Recorded information =

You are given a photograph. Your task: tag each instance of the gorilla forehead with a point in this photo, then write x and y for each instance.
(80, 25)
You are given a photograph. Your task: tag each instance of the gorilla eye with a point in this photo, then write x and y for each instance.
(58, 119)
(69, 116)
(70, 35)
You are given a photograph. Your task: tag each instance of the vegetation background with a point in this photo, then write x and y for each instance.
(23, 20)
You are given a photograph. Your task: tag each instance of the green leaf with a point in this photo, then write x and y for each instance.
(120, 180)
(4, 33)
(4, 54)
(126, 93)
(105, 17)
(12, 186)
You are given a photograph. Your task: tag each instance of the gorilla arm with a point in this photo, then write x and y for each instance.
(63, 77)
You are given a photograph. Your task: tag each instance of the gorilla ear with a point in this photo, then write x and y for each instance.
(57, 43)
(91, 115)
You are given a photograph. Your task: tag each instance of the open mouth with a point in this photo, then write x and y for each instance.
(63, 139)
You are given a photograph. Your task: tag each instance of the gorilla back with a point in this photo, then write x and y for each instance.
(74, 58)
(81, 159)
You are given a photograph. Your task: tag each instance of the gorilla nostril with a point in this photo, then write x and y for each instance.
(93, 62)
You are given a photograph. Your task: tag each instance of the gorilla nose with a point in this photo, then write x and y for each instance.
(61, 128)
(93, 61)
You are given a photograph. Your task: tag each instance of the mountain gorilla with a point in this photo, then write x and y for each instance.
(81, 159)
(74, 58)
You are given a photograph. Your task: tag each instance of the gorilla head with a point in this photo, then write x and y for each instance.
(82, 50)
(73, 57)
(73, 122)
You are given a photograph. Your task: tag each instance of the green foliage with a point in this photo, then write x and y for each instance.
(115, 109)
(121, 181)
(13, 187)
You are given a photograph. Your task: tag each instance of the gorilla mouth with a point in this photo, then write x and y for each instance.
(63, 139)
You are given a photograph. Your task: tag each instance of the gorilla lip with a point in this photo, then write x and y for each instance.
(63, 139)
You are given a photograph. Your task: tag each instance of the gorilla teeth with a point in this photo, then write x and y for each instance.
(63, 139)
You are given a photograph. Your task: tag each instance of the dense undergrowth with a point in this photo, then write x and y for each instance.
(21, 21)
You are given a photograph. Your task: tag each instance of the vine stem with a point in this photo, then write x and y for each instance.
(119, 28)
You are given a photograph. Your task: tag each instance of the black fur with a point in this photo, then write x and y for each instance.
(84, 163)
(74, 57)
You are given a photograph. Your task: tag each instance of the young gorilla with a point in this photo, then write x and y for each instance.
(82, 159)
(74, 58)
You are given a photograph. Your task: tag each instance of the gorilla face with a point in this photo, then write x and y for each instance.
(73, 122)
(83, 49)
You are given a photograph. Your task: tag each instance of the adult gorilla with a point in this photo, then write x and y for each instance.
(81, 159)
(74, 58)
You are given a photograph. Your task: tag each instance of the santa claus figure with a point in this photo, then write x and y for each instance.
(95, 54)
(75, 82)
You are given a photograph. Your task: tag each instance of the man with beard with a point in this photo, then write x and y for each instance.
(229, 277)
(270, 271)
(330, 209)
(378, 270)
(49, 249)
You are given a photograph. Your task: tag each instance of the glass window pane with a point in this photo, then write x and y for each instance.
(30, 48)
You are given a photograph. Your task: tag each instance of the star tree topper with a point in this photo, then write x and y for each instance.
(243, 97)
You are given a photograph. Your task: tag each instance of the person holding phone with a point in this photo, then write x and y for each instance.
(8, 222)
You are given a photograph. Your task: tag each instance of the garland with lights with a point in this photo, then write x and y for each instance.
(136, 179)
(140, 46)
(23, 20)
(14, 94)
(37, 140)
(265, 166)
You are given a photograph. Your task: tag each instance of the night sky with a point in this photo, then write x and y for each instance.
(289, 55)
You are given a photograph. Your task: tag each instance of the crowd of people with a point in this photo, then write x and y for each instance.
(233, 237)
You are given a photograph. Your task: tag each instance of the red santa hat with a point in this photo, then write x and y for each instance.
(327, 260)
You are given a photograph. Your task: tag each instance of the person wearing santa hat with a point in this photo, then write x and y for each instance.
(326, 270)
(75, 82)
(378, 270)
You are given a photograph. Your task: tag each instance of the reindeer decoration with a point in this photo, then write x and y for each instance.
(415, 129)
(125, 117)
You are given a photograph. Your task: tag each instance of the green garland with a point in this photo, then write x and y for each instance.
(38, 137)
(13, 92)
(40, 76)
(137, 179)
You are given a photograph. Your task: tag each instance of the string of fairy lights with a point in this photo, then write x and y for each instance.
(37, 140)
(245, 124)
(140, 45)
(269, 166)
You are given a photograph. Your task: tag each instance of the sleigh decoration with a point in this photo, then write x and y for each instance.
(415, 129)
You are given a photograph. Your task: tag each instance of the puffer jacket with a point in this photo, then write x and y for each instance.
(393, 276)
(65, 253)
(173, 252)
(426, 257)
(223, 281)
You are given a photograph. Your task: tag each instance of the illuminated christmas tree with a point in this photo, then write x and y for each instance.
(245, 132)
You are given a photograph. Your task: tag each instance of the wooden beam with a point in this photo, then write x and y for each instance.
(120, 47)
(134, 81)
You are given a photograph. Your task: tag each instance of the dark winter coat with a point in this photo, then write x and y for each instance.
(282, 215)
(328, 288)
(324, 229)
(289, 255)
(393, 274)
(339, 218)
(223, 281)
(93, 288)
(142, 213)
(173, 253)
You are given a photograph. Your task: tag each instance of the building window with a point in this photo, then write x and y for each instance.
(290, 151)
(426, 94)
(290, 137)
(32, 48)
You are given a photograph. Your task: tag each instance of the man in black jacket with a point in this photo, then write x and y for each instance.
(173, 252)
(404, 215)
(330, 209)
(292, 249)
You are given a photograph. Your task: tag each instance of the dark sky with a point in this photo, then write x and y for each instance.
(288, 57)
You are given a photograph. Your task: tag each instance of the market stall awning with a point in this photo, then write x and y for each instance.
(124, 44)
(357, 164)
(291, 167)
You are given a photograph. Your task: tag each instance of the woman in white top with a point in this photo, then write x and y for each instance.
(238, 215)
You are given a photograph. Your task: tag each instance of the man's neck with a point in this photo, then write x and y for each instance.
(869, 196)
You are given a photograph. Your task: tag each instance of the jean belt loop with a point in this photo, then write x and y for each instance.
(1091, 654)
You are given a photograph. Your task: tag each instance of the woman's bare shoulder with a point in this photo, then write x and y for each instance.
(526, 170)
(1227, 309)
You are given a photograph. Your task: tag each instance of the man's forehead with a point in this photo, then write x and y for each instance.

Instructions for the task =
What's required is that all of the material be returned exactly.

Response to this exercise =
You are given a photograph. Your task: tag each instance of the gorilla forehead with a point in this photo, then write x and y for each instance.
(80, 25)
You are given a photograph. Your task: tag each instance of the gorilla eye with a point in this photo, then write x and y for each instance.
(58, 119)
(69, 116)
(70, 35)
You are given a photograph. Your task: tag each instance of the vegetation background with a point in this photo, then write x and y for each instance.
(23, 20)
You are given a photograph. Your task: tag each instance of the green leaf with a point in this photo, then write x and y for each instance.
(120, 180)
(4, 33)
(4, 54)
(126, 93)
(105, 17)
(12, 186)
You are given a photograph. Your task: tag each instance of the gorilla arm with a point in this photo, then write x and y for each instance.
(63, 77)
You are given a photograph. Your task: tag each instance of the gorilla ear with a point in this photo, then write x and y for each instance.
(57, 43)
(91, 115)
You are given a photograph. Your task: tag each instance of the open mouth with a point in this photo, then write x and y for each instance.
(63, 139)
You are given a photograph. Your task: tag each instance of the gorilla back with a point in this photo, then write x and y for each instance.
(74, 58)
(81, 159)
You are given a photograph. Your task: tag each instance of the gorilla nostril with a point in this photo, then write x and y for each instance.
(93, 62)
You are given a photograph. Your task: tag each instance of the gorilla nose with a point in this photo, then write x and y for each instance.
(61, 128)
(93, 61)
You are given a photograph. Your task: tag each instance of the mountain gorilla with a point in this photo, then write x and y for each instance.
(81, 159)
(74, 58)
You are given a photograph. Your task: tag each instance of the gorilla head with a point in this photo, then write x and y for each instance.
(82, 50)
(73, 57)
(73, 122)
You are given a photograph. Your task: tag each instance of the green foliage with a point in this photo, then write x and y for each instance.
(115, 109)
(121, 181)
(13, 187)
You are given a photograph. Your task: tag each instance of the gorilla mouth with a point in this photo, then write x and y for each instance.
(63, 139)
You are given a photograph. Your task: tag each instance of the gorilla lip with a point in this photo, then write x and y for each instance.
(63, 139)
You are given a photograph. Your task: tag each instance of the gorilla teeth with a point in this photo, then write x and y for each instance.
(63, 139)
You are given a photograph. Your task: tag each instance of the dense undergrowth with a point in this photo, then write x and y for each instance.
(21, 21)
You are given a photograph. Your task: tag each instance of the vine stem with a point in this photo, then write x and y for each instance.
(119, 28)
You are given a photograph. Your task: tag each instance of the black fur with a point in this photo, then write x and y for each instance.
(84, 163)
(74, 57)
You are given a photograph. Your task: tag each instance of the young gorilla with a point in this photo, then write x and y for each instance.
(82, 159)
(74, 58)
You are given a photograph. Your task: tag each instance of the gorilla face with a point in this photo, then write x and y for each instance.
(73, 122)
(83, 49)
You are given a photograph. Your task: tag each instance of the adult gorilla with a point in this photo, then write x and y for each instance.
(81, 159)
(74, 58)
You are given a photograph. Your task: tag each instance of the santa claus figure with a point in this photo, then write x and y for each instance.
(95, 54)
(75, 82)
You are given a photograph. Your task: tag each instance of the man with beard with a point in this photo, then write x and y for each instance.
(229, 277)
(270, 271)
(330, 209)
(378, 270)
(49, 249)
You are given a photograph. Your task: tag each instance of the glass window pane with a point in this photo, then write x and y for each instance.
(30, 48)
You are given a photograph. Your task: tag each instance of the star tree topper with a point in this photo, then write x and y for each instance.
(243, 97)
You are given a photograph. Your task: tag each instance of the person holding phone with a point in this photo, then write x and y for each instance.
(8, 222)
You are given a photograph. Your task: tag each instance of the garland with lights with a point in this photo, then write x and y for each instance.
(136, 179)
(140, 46)
(23, 20)
(14, 94)
(37, 140)
(265, 166)
You are given a photograph. Your task: tag each instance of the night sky with a point in this photo, then write x and y for each instance.
(289, 55)
You are given a photograph. Your task: tag each instance of the crowd of people with a point in this photo, then write x and y for each instance.
(233, 237)
You are given a photograph. Your task: tag each instance of the red santa hat with a point in this photo, then write x and y for each instance.
(327, 260)
You are given a photograph. Your task: tag each instance of the person wearing santa hat with a point in this photo, then write x and y for each instance.
(326, 270)
(75, 82)
(378, 270)
You are given a photograph. Your task: tag each instance of the reindeer decoration with a point in this photo, then write x and y for each instance.
(415, 129)
(125, 117)
You are given a photograph. Your task: tag each instance of the green garland with a point in this photo, then write x and y for each instance.
(38, 137)
(13, 92)
(40, 76)
(137, 179)
You are given a photograph. Your task: tag each instance of the string of fairy lights with a point in this photo, then write x and y for each instance.
(37, 140)
(245, 124)
(140, 45)
(269, 166)
You are given a photograph. Your task: tag each instance of the sleigh decoration with a point in this photo, then write x and y for each instance.
(415, 129)
You are given a photograph. Your task: tag each instance of the puffer jacket with a point in this photo, then write x and y for each instance.
(393, 276)
(65, 253)
(173, 252)
(426, 257)
(223, 281)
You are given a photograph. Your task: tag each instance of the illuminated christmas tree with a point in this photo, then write x and y for each instance.
(245, 132)
You are given a photograph. Your task: tag each instance of the wooden beam with a point in this photo, then write x and y for each instance.
(120, 47)
(134, 81)
You are given a photograph. Your task: tag each instance of the dark winter coat with a point in this photo, then write x and y for each instance.
(282, 215)
(328, 288)
(324, 229)
(289, 255)
(393, 274)
(339, 218)
(223, 281)
(93, 288)
(142, 213)
(173, 253)
You are given a photograph. Your task: tag each instance of the building window with a point in this photo, then write x and y for each instance.
(290, 151)
(426, 94)
(290, 137)
(32, 48)
You are given a photograph. Your task: tag each instance of the man in black jacket with a point in this photo, then write x and y for each instance.
(173, 252)
(404, 215)
(330, 209)
(292, 249)
You are given a photograph. Your task: tag each instance of the dark sky with a point in this photo, then write x and y for each instance.
(288, 57)
You are given a photograph. Your task: tag each instance of the market stall awning with a point in this photo, then write x and y for each instance.
(124, 44)
(357, 164)
(291, 167)
You are given a photograph. Your task: tag each instance of the woman in white top with a point in this photo, then write x and y for each instance.
(238, 215)
You are given a photograph. Your task: tag each instance of the man's neck with a point in this photo, then write x and y for each instance.
(869, 196)
You are given a photograph. Your task: tag each instance of the jean belt loop with a point in this photo, then write x and y for each instance.
(1091, 654)
You are given a photograph. Your task: tag each instance of the woman's bare shoulder with a point in this photo, then write x and y for each instance.
(526, 170)
(1227, 309)
You are given a photograph. Your task: tag each instance of the man's forehead with a point in this photo, then write x and y for each instance.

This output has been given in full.